- GIVEN ENTRIES -
* * *

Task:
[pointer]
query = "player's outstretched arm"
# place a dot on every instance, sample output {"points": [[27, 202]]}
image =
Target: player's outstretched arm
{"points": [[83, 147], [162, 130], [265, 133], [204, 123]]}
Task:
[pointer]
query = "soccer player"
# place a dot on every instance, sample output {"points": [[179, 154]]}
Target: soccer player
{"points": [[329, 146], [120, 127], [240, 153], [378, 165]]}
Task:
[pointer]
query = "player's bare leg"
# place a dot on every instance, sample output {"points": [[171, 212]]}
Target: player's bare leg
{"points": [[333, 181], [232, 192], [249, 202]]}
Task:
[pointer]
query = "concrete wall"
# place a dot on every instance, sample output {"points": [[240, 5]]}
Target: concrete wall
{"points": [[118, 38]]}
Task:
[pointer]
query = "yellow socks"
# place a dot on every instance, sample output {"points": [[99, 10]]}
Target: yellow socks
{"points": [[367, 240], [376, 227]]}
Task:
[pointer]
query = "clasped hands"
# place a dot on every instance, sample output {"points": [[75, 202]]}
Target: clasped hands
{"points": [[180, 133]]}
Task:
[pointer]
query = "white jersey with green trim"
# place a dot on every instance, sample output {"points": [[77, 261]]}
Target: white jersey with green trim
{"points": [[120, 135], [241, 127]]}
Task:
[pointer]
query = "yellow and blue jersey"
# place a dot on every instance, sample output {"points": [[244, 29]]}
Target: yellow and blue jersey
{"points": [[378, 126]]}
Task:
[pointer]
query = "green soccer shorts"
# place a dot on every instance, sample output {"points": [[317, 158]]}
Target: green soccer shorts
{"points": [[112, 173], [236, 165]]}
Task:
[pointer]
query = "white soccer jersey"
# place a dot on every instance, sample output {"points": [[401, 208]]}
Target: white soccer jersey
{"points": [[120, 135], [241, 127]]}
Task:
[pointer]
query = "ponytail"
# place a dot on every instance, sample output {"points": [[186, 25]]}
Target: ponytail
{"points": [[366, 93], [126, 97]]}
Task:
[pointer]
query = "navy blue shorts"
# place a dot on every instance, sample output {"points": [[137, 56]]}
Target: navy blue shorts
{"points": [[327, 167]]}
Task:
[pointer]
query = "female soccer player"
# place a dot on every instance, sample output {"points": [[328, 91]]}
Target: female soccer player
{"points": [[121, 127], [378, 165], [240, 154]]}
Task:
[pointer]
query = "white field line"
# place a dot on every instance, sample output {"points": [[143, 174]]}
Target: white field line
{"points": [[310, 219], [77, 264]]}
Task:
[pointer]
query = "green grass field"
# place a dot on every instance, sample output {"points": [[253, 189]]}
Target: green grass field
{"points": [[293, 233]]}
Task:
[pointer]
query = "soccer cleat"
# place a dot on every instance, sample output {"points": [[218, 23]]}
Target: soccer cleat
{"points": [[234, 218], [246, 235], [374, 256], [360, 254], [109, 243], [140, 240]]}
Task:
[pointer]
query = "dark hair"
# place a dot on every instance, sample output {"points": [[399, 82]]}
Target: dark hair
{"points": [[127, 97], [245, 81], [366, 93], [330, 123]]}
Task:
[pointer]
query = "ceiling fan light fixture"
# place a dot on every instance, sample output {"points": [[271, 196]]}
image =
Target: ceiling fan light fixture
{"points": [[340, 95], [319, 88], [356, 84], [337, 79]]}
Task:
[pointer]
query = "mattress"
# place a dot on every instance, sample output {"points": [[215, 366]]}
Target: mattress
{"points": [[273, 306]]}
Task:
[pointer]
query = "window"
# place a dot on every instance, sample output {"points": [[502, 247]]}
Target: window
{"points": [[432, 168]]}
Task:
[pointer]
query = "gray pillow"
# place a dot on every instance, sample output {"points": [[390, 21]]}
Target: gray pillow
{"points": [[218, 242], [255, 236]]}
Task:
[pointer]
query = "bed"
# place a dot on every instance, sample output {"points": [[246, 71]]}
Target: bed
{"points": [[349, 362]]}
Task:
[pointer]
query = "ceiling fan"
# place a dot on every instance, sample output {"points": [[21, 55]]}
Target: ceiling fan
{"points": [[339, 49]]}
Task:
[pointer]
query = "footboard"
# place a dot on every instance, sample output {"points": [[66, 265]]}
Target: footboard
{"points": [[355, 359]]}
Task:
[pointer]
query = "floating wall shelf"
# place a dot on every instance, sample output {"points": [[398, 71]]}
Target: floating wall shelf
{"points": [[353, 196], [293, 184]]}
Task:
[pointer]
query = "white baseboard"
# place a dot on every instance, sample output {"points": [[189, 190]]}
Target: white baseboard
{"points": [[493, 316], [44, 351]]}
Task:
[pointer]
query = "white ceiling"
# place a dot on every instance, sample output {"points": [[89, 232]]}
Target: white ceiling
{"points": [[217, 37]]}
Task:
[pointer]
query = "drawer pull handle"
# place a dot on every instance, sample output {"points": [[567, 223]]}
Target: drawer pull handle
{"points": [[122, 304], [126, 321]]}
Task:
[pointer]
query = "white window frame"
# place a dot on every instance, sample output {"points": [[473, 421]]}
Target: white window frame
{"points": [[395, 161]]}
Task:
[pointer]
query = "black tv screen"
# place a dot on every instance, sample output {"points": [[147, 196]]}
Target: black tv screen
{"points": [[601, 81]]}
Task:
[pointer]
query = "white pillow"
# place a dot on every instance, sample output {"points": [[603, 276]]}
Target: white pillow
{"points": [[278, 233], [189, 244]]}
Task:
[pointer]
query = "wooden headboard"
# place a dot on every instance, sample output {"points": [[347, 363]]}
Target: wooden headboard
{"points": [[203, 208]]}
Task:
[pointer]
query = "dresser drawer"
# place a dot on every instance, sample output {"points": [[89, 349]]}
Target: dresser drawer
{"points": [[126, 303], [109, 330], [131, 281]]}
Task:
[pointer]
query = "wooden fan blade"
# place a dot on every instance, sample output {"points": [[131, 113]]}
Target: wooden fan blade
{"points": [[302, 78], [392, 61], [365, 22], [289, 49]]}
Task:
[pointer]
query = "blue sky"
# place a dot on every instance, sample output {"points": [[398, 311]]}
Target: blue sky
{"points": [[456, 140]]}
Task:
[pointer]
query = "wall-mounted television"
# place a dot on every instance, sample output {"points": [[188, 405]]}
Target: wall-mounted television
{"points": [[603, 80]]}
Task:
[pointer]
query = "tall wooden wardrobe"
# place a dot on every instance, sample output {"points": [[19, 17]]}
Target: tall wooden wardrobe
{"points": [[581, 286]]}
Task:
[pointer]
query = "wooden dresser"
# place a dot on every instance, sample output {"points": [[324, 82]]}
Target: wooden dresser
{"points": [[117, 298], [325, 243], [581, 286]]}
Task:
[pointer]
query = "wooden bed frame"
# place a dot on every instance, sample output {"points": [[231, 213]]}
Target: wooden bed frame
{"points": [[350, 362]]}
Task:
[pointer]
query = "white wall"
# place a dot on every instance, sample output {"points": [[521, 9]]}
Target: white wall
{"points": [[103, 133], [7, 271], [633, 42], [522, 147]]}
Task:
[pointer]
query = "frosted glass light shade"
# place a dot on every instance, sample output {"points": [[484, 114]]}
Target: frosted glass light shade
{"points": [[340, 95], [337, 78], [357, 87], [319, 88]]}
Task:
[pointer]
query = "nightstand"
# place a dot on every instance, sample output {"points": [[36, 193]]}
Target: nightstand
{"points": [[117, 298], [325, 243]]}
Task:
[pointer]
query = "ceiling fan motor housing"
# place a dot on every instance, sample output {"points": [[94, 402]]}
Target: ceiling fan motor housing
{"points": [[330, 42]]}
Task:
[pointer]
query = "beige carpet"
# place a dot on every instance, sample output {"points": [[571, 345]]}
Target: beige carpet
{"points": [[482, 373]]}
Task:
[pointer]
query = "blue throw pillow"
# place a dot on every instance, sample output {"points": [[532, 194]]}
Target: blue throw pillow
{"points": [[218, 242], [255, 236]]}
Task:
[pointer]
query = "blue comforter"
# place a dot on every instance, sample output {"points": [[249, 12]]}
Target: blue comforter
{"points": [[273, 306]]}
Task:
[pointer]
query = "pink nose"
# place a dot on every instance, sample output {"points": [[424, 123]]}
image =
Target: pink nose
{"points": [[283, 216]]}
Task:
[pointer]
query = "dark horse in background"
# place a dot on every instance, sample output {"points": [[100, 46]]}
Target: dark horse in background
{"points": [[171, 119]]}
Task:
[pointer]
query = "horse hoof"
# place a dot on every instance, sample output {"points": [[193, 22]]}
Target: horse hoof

* * *

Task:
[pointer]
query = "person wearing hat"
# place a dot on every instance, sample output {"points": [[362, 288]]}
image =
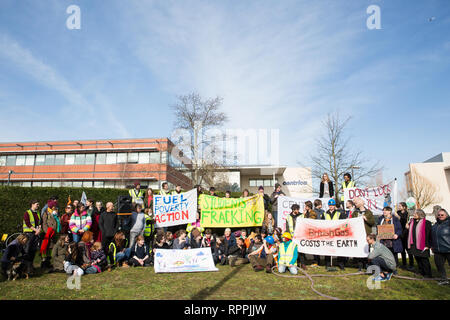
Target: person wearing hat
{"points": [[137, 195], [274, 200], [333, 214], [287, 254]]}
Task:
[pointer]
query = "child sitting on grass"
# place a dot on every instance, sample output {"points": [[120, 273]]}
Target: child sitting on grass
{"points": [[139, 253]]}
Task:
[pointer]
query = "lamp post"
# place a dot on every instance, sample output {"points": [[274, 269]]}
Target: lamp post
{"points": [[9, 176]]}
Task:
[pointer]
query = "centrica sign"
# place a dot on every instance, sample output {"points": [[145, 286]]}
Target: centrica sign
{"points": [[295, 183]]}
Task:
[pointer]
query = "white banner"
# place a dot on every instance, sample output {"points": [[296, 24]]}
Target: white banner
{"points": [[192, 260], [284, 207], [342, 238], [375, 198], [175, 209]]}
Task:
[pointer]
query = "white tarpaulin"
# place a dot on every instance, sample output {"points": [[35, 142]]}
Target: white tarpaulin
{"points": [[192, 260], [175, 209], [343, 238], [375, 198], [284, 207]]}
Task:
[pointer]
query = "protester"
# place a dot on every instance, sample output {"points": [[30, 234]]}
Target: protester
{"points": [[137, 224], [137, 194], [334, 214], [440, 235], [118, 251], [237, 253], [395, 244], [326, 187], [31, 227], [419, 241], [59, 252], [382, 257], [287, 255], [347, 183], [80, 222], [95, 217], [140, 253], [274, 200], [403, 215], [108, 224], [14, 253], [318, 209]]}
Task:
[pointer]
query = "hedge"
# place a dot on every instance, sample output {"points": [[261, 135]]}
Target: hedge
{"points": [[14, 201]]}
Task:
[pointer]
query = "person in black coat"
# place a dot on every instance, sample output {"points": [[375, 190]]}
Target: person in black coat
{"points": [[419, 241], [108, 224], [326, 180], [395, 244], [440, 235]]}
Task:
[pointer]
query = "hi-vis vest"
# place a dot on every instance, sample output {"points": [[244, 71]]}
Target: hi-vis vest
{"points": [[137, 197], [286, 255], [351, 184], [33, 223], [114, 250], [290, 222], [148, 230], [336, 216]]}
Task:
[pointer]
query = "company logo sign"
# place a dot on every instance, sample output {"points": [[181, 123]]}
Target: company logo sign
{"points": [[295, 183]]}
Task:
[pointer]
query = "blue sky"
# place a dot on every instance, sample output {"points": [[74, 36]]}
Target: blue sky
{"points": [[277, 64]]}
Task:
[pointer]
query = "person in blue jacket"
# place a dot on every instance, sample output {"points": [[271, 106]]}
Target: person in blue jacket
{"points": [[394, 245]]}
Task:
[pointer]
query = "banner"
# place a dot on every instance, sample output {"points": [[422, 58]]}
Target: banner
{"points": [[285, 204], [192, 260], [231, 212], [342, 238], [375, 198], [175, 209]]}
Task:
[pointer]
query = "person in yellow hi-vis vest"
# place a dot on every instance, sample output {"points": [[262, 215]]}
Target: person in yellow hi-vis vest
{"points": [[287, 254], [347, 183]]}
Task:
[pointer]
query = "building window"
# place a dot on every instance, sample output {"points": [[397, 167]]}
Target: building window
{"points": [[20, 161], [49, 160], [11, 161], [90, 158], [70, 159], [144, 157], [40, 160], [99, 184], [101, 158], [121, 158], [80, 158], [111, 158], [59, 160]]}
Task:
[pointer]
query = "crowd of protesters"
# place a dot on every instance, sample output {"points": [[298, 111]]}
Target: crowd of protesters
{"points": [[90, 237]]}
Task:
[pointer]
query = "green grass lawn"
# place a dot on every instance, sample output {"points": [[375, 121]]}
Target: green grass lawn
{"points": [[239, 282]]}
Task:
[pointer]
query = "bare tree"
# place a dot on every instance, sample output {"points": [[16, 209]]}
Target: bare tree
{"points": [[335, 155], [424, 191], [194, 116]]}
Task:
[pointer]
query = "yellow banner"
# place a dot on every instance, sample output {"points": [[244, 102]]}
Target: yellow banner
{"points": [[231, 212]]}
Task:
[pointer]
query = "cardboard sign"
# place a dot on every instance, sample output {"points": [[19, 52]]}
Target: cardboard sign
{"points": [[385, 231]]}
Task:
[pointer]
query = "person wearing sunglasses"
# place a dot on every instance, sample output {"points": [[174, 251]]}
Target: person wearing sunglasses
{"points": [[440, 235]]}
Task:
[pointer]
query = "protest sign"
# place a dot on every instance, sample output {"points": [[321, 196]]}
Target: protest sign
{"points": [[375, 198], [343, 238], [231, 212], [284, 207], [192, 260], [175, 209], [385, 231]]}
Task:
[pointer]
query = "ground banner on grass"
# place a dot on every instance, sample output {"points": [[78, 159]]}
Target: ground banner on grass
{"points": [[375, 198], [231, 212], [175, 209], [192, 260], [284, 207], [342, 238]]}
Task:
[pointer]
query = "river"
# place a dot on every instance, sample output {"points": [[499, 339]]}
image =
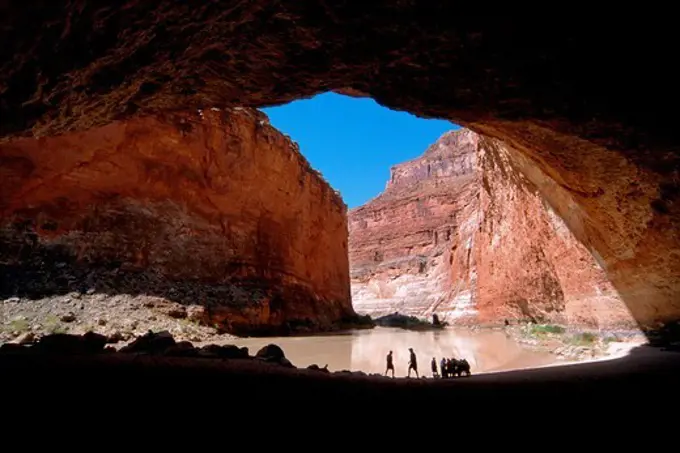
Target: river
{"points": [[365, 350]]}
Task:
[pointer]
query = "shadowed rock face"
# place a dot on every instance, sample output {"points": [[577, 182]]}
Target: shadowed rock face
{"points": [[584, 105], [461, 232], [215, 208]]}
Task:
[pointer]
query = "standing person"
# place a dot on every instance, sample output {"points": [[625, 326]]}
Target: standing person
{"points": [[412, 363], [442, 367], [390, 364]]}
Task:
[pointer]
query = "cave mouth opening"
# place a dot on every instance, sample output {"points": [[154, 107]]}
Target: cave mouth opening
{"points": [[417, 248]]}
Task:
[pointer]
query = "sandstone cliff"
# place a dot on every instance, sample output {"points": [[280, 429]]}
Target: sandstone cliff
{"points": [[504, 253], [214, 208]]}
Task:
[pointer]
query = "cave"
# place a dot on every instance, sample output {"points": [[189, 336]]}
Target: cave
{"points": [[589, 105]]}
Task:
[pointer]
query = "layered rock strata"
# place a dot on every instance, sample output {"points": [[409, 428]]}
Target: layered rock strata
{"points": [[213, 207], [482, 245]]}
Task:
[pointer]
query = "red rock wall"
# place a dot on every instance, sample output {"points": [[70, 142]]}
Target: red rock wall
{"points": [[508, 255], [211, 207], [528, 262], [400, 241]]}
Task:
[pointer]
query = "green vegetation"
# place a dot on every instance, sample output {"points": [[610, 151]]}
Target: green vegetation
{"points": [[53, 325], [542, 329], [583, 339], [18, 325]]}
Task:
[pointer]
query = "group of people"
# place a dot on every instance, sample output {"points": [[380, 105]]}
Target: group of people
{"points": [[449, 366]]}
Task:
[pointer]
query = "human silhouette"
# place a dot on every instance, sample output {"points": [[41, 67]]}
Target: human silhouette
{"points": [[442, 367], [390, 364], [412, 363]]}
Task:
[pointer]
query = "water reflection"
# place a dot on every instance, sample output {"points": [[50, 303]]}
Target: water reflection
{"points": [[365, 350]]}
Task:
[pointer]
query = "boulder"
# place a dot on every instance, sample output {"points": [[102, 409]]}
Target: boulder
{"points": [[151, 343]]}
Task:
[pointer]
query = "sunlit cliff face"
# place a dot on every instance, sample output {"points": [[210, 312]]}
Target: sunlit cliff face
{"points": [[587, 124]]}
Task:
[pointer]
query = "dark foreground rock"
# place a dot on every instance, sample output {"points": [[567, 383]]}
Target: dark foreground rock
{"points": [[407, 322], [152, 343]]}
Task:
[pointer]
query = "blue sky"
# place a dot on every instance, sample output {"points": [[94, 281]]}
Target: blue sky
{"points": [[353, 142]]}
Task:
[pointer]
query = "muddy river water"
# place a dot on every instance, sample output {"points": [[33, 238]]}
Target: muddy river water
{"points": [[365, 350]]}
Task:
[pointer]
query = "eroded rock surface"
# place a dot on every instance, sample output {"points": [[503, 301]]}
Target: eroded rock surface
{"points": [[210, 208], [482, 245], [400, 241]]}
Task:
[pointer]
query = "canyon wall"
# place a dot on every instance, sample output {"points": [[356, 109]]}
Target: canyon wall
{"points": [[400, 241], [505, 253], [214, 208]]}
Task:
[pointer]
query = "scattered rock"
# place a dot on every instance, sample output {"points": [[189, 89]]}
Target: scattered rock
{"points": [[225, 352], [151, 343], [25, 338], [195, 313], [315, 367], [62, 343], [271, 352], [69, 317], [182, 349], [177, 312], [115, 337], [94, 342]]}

* * *

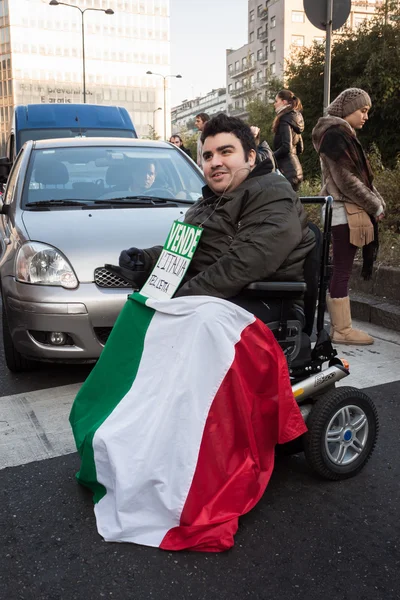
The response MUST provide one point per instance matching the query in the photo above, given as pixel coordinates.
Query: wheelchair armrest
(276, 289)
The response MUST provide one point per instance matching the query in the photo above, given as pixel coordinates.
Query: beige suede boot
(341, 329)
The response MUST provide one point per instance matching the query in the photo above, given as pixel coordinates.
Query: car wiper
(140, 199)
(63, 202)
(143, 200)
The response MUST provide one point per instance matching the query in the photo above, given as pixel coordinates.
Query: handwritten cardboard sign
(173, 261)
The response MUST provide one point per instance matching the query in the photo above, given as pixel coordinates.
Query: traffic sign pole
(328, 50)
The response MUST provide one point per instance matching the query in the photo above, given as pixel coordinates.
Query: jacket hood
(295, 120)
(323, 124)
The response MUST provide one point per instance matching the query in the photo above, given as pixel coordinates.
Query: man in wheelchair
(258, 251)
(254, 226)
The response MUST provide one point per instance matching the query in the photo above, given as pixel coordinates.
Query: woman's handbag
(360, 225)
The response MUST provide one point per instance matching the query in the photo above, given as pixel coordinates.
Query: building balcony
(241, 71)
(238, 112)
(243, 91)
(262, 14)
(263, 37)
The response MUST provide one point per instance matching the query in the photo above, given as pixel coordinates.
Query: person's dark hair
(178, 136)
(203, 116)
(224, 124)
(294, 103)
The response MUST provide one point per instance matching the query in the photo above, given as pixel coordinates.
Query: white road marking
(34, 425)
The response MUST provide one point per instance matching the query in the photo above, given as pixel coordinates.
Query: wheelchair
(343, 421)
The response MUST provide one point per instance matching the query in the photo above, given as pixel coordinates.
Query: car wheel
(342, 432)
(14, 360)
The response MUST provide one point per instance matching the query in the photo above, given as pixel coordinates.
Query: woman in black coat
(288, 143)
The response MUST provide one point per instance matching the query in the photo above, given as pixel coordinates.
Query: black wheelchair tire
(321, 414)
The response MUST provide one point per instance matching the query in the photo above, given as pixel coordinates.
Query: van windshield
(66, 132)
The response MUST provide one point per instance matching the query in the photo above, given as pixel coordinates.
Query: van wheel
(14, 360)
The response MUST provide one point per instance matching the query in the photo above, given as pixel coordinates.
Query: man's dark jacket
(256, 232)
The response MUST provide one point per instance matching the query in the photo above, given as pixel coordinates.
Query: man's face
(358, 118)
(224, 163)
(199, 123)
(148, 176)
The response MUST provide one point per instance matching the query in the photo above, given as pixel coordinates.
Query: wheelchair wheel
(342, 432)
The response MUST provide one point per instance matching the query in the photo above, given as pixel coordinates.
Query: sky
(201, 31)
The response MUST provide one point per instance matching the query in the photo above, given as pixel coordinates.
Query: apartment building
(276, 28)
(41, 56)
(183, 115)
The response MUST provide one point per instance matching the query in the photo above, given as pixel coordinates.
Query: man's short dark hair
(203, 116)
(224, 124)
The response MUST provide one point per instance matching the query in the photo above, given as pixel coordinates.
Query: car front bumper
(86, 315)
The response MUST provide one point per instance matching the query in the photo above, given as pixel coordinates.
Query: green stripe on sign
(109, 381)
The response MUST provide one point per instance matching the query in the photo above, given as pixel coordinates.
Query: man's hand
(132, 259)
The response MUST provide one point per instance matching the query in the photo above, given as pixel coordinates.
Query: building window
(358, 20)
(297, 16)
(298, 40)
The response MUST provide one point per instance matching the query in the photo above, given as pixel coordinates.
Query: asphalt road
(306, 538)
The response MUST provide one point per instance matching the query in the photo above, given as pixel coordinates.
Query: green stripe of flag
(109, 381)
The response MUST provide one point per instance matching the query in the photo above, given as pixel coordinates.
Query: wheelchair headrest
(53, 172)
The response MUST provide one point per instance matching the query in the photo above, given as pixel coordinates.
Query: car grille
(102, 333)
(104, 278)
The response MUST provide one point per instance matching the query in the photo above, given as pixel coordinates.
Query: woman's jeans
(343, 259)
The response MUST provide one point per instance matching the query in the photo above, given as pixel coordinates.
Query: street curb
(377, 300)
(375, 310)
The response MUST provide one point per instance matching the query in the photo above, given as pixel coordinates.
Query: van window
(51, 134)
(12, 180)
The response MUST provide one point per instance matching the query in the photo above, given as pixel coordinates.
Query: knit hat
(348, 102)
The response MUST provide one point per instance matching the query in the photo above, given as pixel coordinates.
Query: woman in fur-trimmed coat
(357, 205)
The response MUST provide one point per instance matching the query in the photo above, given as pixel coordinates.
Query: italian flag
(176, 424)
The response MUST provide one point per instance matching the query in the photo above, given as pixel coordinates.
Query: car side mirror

* * *

- WORK INSTRUCTION -
In the listing above, find the line containing "Query: green stripe of flag" and the line containing "Query: car side mirror", then quote both, plus every line between them, exactly as written.

- RESULT FOR THIS TASK -
Query: green stripe of flag
(109, 381)
The response MUST provide one point per instance matching the query in the photo above, given as pixel coordinates.
Query: wheelchair headrest
(53, 172)
The response MUST provide one point per instance matching the query in the photo above, given as pixel coordinates.
Query: car grille
(102, 333)
(104, 278)
The response MUST provide one point per instance matching the query in the photo above, given as pixel coordinates.
Query: woman's jeans
(343, 259)
The response MUST provide one point per instance matching the query in the photo above, given as pixel coordinates.
Query: street curb
(377, 300)
(375, 310)
The response MUST provide one point per instance matching the query in the photo above, given as pixel coordinates.
Query: van window
(51, 134)
(12, 180)
The response MUST provide one point per instance matching the query in the photo above, given as pixel coordinates.
Query: knit hat
(348, 102)
The response MUST provide one point per instance matching the query in the photo above, given as pixel coordinates.
Query: woman in fur-trimmed coat
(357, 205)
The response MUST provide one point per instance matching the query in the photo above, given as pixel coordinates.
Query: italian flag
(176, 424)
The response MUST provide one point per instance matching the query in the photo above, given as pixel coordinates.
Query: car side mirror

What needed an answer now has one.